--- PROMPT ---
Copy every line from the records that holds the word "wing".

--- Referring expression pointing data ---
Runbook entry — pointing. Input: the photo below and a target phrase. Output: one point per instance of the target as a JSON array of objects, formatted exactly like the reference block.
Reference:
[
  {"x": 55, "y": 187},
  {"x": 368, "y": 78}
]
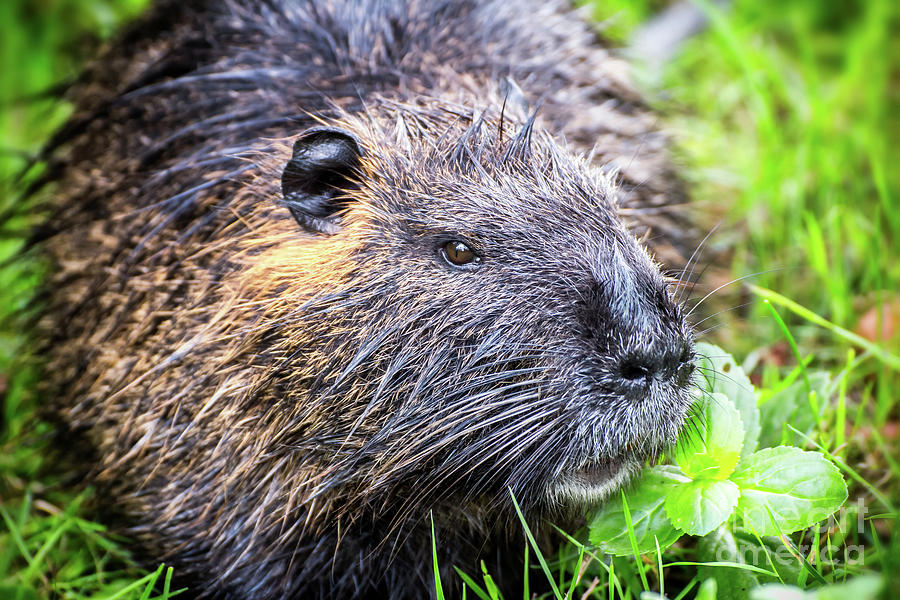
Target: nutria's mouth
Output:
[{"x": 593, "y": 481}]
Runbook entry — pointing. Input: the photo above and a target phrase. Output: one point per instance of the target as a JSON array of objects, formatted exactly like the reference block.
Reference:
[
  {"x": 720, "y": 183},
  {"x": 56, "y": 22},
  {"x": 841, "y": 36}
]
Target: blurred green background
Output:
[{"x": 785, "y": 124}]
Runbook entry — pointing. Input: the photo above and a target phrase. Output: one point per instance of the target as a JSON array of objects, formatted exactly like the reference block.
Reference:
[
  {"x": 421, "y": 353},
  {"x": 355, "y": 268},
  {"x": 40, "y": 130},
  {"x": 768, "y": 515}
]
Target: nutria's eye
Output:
[{"x": 459, "y": 254}]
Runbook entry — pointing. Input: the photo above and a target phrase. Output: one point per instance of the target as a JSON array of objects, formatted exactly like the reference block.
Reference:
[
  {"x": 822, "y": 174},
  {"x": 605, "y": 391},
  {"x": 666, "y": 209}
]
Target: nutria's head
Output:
[{"x": 456, "y": 309}]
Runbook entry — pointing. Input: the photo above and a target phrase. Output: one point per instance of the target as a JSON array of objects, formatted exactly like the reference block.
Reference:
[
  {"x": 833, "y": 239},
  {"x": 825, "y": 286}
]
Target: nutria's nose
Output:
[{"x": 652, "y": 364}]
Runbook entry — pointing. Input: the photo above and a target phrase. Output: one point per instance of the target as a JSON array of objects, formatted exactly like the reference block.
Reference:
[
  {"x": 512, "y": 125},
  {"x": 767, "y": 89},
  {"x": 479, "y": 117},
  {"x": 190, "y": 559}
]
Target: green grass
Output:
[{"x": 783, "y": 126}]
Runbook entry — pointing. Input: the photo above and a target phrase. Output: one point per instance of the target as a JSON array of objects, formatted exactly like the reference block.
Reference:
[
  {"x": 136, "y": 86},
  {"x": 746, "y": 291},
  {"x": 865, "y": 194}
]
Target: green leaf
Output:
[
  {"x": 17, "y": 592},
  {"x": 792, "y": 405},
  {"x": 711, "y": 448},
  {"x": 732, "y": 583},
  {"x": 719, "y": 373},
  {"x": 863, "y": 587},
  {"x": 700, "y": 506},
  {"x": 707, "y": 590},
  {"x": 798, "y": 488},
  {"x": 768, "y": 552},
  {"x": 609, "y": 531}
]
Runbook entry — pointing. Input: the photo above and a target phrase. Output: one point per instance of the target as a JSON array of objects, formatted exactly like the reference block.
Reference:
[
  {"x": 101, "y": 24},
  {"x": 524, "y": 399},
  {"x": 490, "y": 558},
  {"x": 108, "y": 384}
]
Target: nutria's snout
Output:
[
  {"x": 665, "y": 362},
  {"x": 636, "y": 381}
]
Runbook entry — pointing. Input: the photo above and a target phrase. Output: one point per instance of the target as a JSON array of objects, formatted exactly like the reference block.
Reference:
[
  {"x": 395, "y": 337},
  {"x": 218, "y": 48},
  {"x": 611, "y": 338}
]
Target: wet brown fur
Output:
[{"x": 259, "y": 409}]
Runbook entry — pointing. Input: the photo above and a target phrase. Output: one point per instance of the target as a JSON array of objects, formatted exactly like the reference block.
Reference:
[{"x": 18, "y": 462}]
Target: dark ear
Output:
[{"x": 321, "y": 168}]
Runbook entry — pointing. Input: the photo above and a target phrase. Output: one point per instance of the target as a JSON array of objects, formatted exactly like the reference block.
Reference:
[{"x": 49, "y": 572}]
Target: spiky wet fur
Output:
[{"x": 275, "y": 412}]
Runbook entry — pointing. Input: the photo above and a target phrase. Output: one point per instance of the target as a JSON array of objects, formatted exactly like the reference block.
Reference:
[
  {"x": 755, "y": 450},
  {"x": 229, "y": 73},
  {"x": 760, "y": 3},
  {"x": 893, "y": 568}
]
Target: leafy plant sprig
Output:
[{"x": 719, "y": 474}]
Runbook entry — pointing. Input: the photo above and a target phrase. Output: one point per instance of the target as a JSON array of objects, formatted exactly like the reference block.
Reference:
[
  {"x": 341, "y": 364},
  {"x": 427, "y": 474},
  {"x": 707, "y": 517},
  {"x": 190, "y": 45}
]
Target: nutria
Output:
[{"x": 323, "y": 270}]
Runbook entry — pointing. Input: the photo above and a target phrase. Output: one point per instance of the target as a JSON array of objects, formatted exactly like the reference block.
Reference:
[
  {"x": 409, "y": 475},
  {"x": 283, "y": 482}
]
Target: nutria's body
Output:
[{"x": 277, "y": 368}]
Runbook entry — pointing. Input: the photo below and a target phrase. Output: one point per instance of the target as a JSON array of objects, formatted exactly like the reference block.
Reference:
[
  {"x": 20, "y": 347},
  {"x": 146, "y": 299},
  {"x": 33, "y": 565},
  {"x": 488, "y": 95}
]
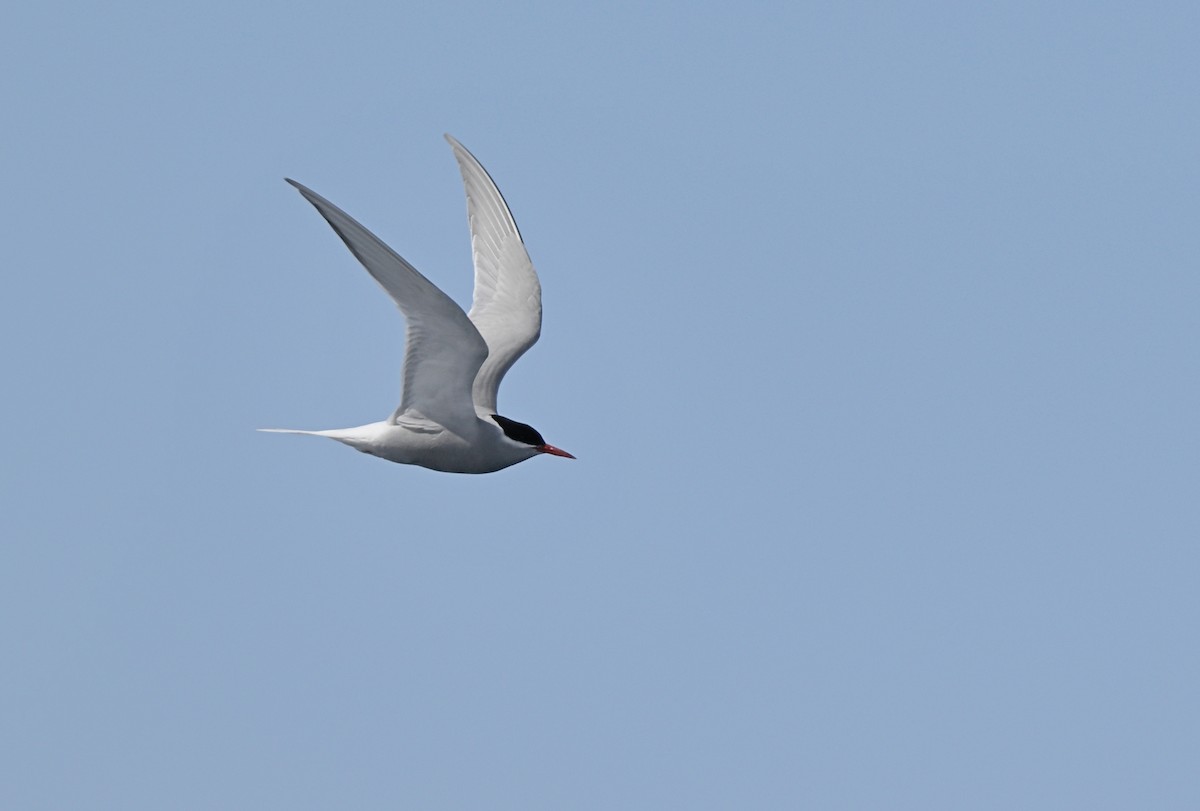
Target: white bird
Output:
[{"x": 454, "y": 361}]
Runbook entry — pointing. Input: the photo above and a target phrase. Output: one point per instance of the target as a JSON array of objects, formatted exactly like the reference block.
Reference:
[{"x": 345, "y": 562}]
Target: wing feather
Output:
[
  {"x": 443, "y": 349},
  {"x": 507, "y": 306}
]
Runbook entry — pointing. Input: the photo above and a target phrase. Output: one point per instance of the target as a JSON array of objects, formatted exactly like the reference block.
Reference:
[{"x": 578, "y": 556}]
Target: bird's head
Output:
[{"x": 527, "y": 434}]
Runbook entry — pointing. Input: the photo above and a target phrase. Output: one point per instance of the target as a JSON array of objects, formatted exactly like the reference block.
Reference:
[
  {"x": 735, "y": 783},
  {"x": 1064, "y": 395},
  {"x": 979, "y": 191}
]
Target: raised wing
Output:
[
  {"x": 507, "y": 308},
  {"x": 443, "y": 348}
]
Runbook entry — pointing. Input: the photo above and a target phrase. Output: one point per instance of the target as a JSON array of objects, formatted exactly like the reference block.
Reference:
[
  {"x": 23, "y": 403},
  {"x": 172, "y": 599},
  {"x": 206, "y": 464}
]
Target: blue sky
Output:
[{"x": 873, "y": 326}]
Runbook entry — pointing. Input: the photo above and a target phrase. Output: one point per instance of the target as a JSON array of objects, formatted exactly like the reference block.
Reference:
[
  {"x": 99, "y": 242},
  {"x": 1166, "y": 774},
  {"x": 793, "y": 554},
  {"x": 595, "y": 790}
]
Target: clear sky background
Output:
[{"x": 874, "y": 328}]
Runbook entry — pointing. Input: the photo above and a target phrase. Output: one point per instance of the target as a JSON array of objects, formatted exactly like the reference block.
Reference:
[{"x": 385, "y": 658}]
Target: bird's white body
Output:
[
  {"x": 485, "y": 449},
  {"x": 454, "y": 361}
]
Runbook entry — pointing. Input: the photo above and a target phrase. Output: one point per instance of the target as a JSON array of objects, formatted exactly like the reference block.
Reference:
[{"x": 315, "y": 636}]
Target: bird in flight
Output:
[{"x": 454, "y": 361}]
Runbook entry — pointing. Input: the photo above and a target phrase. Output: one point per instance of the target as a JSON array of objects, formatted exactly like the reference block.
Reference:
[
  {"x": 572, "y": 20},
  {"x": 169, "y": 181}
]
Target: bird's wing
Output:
[
  {"x": 443, "y": 348},
  {"x": 507, "y": 308}
]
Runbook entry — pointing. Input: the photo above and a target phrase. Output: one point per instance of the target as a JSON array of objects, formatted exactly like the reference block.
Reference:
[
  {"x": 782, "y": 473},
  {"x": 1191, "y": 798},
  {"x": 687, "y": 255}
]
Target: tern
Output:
[{"x": 454, "y": 361}]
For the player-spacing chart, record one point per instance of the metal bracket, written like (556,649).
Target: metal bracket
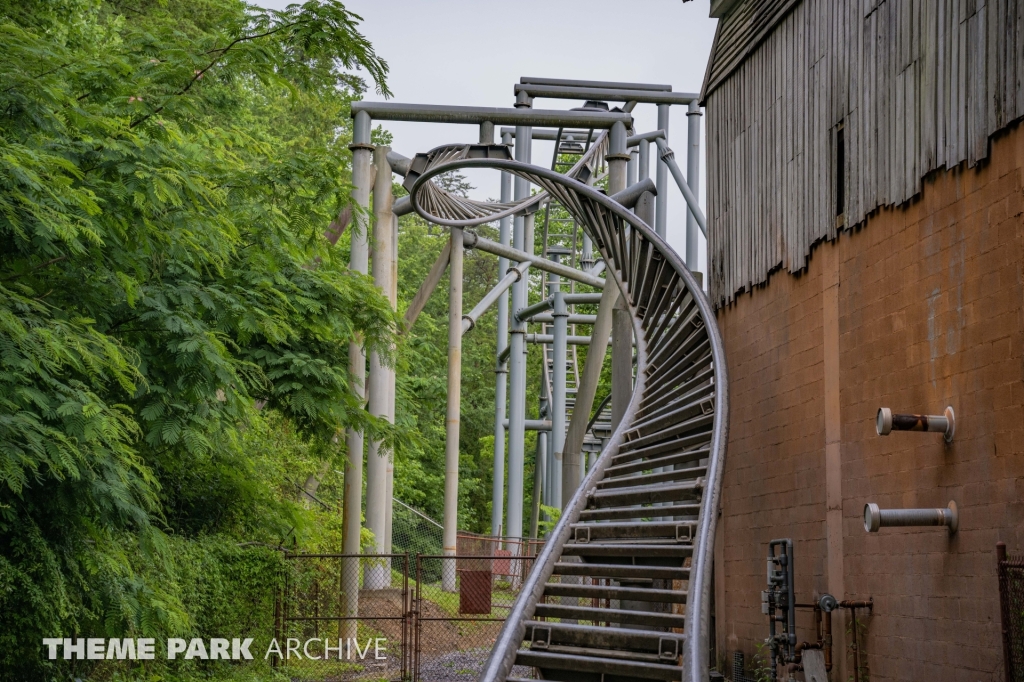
(668,648)
(541,639)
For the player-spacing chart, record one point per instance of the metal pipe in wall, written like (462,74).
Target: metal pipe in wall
(692,180)
(662,201)
(876,518)
(452,422)
(517,353)
(559,357)
(886,422)
(375,573)
(501,369)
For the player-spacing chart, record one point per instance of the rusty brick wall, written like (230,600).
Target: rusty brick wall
(931,312)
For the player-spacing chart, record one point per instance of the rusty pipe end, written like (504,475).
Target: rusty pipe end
(872,515)
(884,421)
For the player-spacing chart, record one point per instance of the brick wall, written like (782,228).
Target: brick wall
(931,312)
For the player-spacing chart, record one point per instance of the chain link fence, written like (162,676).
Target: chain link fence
(1012,606)
(461,603)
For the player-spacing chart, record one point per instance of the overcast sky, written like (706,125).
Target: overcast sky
(473,51)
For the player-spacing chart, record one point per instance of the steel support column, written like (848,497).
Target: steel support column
(662,201)
(376,573)
(451,518)
(692,179)
(517,356)
(559,358)
(501,369)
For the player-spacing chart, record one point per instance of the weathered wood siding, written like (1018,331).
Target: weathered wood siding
(915,84)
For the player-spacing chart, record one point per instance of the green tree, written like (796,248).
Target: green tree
(167,170)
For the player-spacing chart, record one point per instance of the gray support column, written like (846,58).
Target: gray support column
(501,370)
(376,573)
(693,180)
(561,314)
(358,260)
(392,380)
(622,332)
(517,355)
(644,165)
(451,519)
(622,361)
(540,463)
(662,180)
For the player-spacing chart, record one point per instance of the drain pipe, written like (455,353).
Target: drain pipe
(886,422)
(876,518)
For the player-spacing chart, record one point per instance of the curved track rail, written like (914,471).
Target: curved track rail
(634,546)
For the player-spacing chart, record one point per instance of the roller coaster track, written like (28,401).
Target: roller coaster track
(640,529)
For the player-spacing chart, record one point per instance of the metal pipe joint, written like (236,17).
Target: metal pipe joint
(886,422)
(876,518)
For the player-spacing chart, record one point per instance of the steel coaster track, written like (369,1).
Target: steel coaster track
(642,523)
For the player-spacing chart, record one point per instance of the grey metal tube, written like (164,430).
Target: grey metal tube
(572,340)
(523,244)
(559,356)
(876,518)
(631,195)
(514,274)
(532,424)
(358,261)
(551,134)
(568,82)
(644,170)
(638,139)
(692,180)
(451,518)
(376,574)
(389,111)
(474,241)
(662,201)
(540,466)
(585,394)
(501,369)
(602,93)
(668,158)
(399,164)
(548,318)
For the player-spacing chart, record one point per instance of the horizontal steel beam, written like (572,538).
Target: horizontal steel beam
(388,111)
(549,134)
(473,241)
(650,136)
(615,94)
(568,82)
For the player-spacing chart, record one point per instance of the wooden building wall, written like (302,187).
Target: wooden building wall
(916,85)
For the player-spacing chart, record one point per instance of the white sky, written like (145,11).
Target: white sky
(472,52)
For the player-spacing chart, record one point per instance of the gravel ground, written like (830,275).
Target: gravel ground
(461,667)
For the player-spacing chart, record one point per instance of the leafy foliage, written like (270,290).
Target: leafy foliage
(166,174)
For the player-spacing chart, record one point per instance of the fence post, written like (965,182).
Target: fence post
(1000,562)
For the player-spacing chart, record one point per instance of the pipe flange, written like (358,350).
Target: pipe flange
(872,517)
(953,524)
(884,421)
(950,425)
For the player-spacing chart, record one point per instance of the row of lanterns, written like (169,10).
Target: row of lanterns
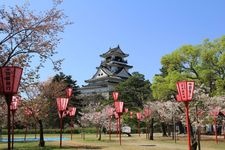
(10,77)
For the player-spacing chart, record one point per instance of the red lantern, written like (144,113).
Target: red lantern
(72,111)
(116,115)
(27,112)
(178,98)
(138,116)
(185,90)
(62,103)
(147,112)
(215,112)
(115,96)
(131,114)
(110,111)
(69,92)
(10,79)
(119,107)
(14,103)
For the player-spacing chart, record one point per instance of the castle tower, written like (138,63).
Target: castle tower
(112,70)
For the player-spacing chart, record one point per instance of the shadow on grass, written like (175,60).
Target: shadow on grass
(148,145)
(57,147)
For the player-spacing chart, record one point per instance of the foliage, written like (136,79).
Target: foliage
(56,87)
(27,35)
(134,91)
(203,63)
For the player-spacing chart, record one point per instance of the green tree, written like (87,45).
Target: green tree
(203,63)
(134,91)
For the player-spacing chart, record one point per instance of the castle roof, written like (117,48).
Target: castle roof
(114,51)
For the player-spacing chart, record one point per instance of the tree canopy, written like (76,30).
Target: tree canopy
(203,63)
(27,35)
(134,91)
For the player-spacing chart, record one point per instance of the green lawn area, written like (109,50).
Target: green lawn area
(128,143)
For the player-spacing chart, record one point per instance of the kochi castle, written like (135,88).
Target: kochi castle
(113,69)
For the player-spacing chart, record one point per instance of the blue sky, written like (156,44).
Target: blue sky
(145,29)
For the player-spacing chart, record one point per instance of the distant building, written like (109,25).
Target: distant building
(112,70)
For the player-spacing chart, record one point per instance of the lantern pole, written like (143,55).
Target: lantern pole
(215,129)
(119,128)
(110,124)
(13,114)
(8,101)
(188,124)
(71,124)
(185,92)
(61,116)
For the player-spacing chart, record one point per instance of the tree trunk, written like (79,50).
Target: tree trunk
(152,129)
(41,142)
(163,126)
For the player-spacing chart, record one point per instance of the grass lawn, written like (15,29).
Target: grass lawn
(128,143)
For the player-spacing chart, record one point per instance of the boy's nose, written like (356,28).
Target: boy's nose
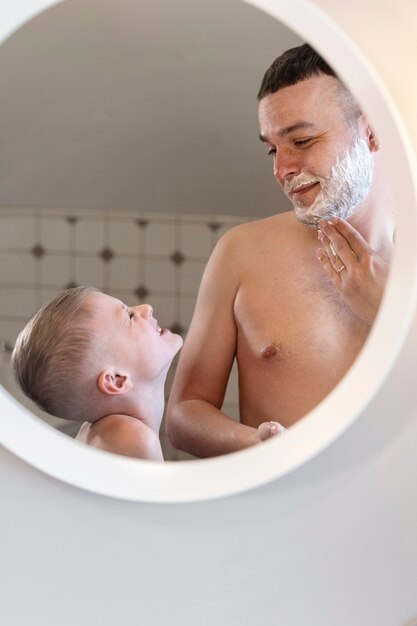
(144,310)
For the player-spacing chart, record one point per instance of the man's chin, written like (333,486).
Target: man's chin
(311,219)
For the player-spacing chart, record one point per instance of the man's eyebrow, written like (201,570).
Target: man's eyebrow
(290,129)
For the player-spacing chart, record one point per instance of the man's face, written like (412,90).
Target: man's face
(323,164)
(131,338)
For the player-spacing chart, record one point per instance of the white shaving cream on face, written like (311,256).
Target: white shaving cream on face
(340,193)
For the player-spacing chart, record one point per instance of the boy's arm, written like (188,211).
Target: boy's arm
(195,422)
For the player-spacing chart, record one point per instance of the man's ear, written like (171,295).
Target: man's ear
(370,137)
(112,383)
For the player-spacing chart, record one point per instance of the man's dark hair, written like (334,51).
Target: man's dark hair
(293,66)
(298,64)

--- ANSWER FOR THIS EXERCISE ---
Target: wing feather
Target: raised wing
Target: bird's wing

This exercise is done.